__TASK DESCRIPTION__
Go to the line in the entries below that holds "# test: pointer returns one pin per instance of the blue" and repeat exactly from there through the line that holds "# test: pointer returns one pin per instance of the rocky", inclusive.

[Natural-language object grounding data]
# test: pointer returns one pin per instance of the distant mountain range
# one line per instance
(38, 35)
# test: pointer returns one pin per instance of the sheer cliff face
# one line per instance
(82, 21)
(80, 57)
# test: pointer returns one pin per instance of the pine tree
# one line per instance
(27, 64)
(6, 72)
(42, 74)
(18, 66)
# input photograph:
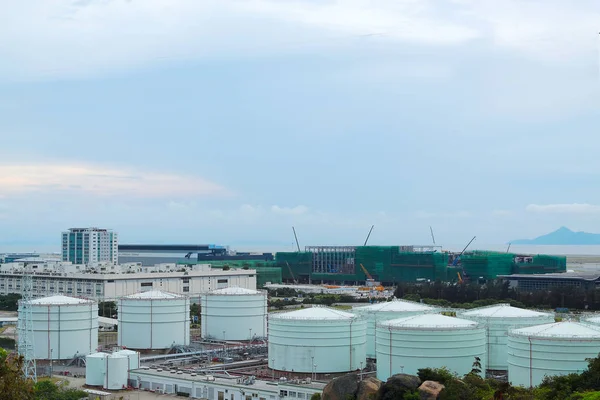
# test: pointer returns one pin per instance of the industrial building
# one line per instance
(234, 313)
(384, 311)
(552, 349)
(113, 282)
(90, 245)
(317, 340)
(211, 387)
(153, 320)
(428, 341)
(498, 320)
(63, 327)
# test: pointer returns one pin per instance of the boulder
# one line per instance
(430, 390)
(341, 388)
(368, 388)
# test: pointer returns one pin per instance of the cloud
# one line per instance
(67, 38)
(101, 181)
(573, 208)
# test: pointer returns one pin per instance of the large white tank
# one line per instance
(95, 369)
(405, 345)
(153, 320)
(559, 348)
(116, 372)
(498, 320)
(64, 327)
(234, 313)
(317, 339)
(385, 311)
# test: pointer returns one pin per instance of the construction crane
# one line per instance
(25, 327)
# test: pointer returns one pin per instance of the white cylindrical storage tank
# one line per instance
(95, 369)
(428, 341)
(116, 372)
(317, 340)
(63, 327)
(234, 313)
(559, 348)
(498, 320)
(153, 320)
(385, 311)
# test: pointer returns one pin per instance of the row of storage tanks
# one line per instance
(405, 336)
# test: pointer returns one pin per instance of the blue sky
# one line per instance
(230, 121)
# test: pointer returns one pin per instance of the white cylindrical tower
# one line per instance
(428, 341)
(385, 311)
(153, 320)
(95, 369)
(559, 348)
(234, 313)
(317, 340)
(498, 320)
(64, 327)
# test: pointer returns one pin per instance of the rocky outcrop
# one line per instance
(341, 388)
(368, 388)
(430, 390)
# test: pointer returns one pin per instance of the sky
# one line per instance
(230, 121)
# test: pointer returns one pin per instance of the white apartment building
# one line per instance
(90, 245)
(111, 282)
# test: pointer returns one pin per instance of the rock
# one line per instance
(408, 382)
(368, 388)
(430, 390)
(341, 388)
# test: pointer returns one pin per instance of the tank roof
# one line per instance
(429, 321)
(234, 290)
(153, 294)
(565, 329)
(504, 311)
(59, 299)
(395, 306)
(315, 313)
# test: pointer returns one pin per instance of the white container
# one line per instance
(153, 320)
(63, 327)
(116, 372)
(317, 339)
(559, 348)
(385, 311)
(95, 369)
(234, 313)
(498, 320)
(428, 341)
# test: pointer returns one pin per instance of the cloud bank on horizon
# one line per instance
(230, 121)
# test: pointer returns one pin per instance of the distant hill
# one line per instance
(563, 237)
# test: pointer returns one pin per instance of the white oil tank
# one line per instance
(405, 345)
(153, 320)
(95, 369)
(63, 327)
(385, 311)
(116, 372)
(234, 313)
(317, 340)
(498, 320)
(558, 348)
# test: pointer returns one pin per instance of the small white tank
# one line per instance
(234, 313)
(64, 327)
(558, 348)
(498, 320)
(385, 311)
(428, 341)
(317, 339)
(95, 369)
(116, 372)
(153, 320)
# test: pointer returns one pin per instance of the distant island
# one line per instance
(563, 237)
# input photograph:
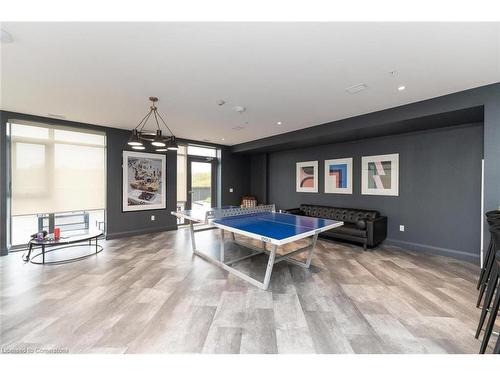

__RESPONSE FOR THIS EXERCISE__
# test: pointer returns one pin per instance of the blue sky
# one line per instance
(230, 121)
# test: pointer returns one pin per instance of the white cylindrical tower
# one line per instance
(428, 341)
(385, 311)
(153, 320)
(95, 369)
(559, 348)
(234, 313)
(317, 340)
(498, 320)
(64, 327)
# test: pointer returns one pin per instance of the rocky outcrop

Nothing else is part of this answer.